### WHAT TO PRODUCE
The records that follow are to be copied word for word. Pictures should be omitted.
(RECORDS SHOWN)
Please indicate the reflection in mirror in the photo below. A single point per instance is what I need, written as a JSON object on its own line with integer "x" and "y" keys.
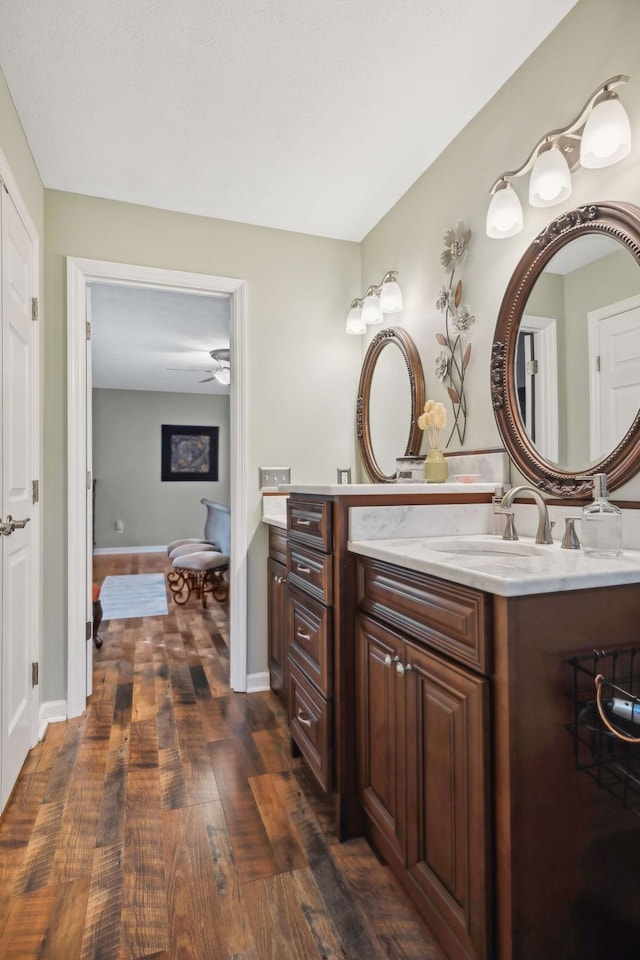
{"x": 389, "y": 408}
{"x": 578, "y": 387}
{"x": 390, "y": 391}
{"x": 565, "y": 361}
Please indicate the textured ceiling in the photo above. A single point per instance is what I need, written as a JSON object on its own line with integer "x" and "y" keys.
{"x": 309, "y": 115}
{"x": 144, "y": 339}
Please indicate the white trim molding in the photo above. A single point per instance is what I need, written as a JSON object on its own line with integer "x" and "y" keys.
{"x": 103, "y": 551}
{"x": 257, "y": 682}
{"x": 80, "y": 273}
{"x": 35, "y": 429}
{"x": 51, "y": 711}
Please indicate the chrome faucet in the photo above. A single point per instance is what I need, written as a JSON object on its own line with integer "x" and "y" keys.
{"x": 543, "y": 534}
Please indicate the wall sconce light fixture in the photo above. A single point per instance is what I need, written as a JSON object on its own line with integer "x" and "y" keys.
{"x": 599, "y": 136}
{"x": 386, "y": 297}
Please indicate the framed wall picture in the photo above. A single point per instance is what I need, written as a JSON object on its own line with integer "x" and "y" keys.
{"x": 189, "y": 453}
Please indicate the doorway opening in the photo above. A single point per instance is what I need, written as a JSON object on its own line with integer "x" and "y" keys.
{"x": 81, "y": 274}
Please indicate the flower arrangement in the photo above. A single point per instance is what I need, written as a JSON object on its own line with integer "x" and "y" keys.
{"x": 451, "y": 363}
{"x": 433, "y": 420}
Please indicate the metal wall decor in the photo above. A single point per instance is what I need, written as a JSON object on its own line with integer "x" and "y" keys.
{"x": 453, "y": 359}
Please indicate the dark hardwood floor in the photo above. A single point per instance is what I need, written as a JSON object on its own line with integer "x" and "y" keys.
{"x": 170, "y": 821}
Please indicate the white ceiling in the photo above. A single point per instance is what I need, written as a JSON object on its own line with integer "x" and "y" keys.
{"x": 308, "y": 115}
{"x": 139, "y": 335}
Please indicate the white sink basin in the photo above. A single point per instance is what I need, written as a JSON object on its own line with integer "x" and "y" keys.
{"x": 485, "y": 547}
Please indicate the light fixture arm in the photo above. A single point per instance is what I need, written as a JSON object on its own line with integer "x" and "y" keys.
{"x": 569, "y": 131}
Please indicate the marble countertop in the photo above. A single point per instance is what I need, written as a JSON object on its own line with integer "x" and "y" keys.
{"x": 369, "y": 489}
{"x": 551, "y": 570}
{"x": 274, "y": 521}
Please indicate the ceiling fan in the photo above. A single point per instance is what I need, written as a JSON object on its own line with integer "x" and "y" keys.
{"x": 221, "y": 372}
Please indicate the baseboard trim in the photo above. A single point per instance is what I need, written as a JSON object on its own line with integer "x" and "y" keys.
{"x": 105, "y": 550}
{"x": 257, "y": 682}
{"x": 52, "y": 711}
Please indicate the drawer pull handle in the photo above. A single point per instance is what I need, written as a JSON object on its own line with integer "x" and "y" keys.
{"x": 303, "y": 719}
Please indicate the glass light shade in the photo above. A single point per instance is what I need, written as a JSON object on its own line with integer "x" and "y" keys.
(End RECORDS SHOWN)
### ANSWER TO THE PROBLEM
Please indicate the reflection in mirror in the photo below. A single point per instance is what I need, written as a JSON object on its own line with integer "x" and "y" keys.
{"x": 389, "y": 408}
{"x": 578, "y": 387}
{"x": 390, "y": 391}
{"x": 565, "y": 361}
Please indicate the textured ceiling in the photo above. A single point per instance is what I need, written as a JSON object on its own line with integer "x" and "y" keys.
{"x": 309, "y": 115}
{"x": 144, "y": 339}
Please indicate the white trim molding in the photo above. A single point per instance is what I need, written as a JSON object on its own line with integer "x" and "y" keys.
{"x": 103, "y": 551}
{"x": 257, "y": 682}
{"x": 80, "y": 273}
{"x": 35, "y": 429}
{"x": 51, "y": 711}
Please indicate the chrome faucet in the photo above. A single point per instance is what I need, written as a JSON object on its own line with integer "x" and "y" keys.
{"x": 543, "y": 534}
Please indicate the wall sconce light fixture in the photo above. A single point per instance is what I need, written as a JSON object on its own line with integer "x" and "y" keys.
{"x": 599, "y": 136}
{"x": 386, "y": 297}
Please indicate the framed wall picture in the photo above. A single point per instance is what I need, written as a JSON object on its own line with integer "x" and "y" keys.
{"x": 189, "y": 453}
Please indicate the doorway opening in the photo above. A single point per instance is what I need, written as a JSON object on its own line with integer "x" and "y" keys.
{"x": 81, "y": 274}
Please indicate the flower arrangement in the photo above. A single point per instance is what I need, written as a JSON object on its own line with integer "x" and "y" keys.
{"x": 451, "y": 363}
{"x": 433, "y": 420}
Please indicate the metal wall decor in the photo above. A single point per instance is what I need, written as a JSON object on its own line with integer "x" and "y" keys.
{"x": 453, "y": 359}
Please indicate the dark hardwood floor in the photo above. A single point per instance is what I need, written as a JSON object on its own line with integer "x" and "y" keys.
{"x": 170, "y": 821}
Please indicate the white ceiling in the photo above. A single point per instance is what I need, written as a JSON object on its own line with integer "x" and "y" keys.
{"x": 308, "y": 115}
{"x": 139, "y": 335}
Please indicate the white sink basin in the photo above. A single point per instance is what I need, written as a JSON object on its own line with integer "x" and "y" keys.
{"x": 485, "y": 547}
Please indicate the light fixture arm in the photo above. A single point per instance is what I need, written as a JSON object on its own line with integer "x" and "y" keys.
{"x": 569, "y": 131}
Please indicate the marble countertop in the photo above. A single point per instance is what I need, written as a JSON object on its own line with integer "x" and "y" keys.
{"x": 369, "y": 489}
{"x": 551, "y": 570}
{"x": 274, "y": 521}
Please indicate the ceiling fan in the photo above. A single point per instance is what I need, written as a JSON object on its own line with integer "x" and "y" keys.
{"x": 221, "y": 372}
Please indicate the baseboard trim in the photo above. A single point per instance is what I need, written as a JSON object on its own line with integer "x" and "y" keys.
{"x": 105, "y": 550}
{"x": 257, "y": 682}
{"x": 52, "y": 711}
Please indicate the drawer pull handle in the photo above. A single point per instance is what I need, written as a JSON object on its own line with integer "x" and "y" keys.
{"x": 303, "y": 719}
Please indicate the glass light shade in the photo above. A single point per instance is what I need, written as a JSON object on its own line with integer "x" and "y" keys.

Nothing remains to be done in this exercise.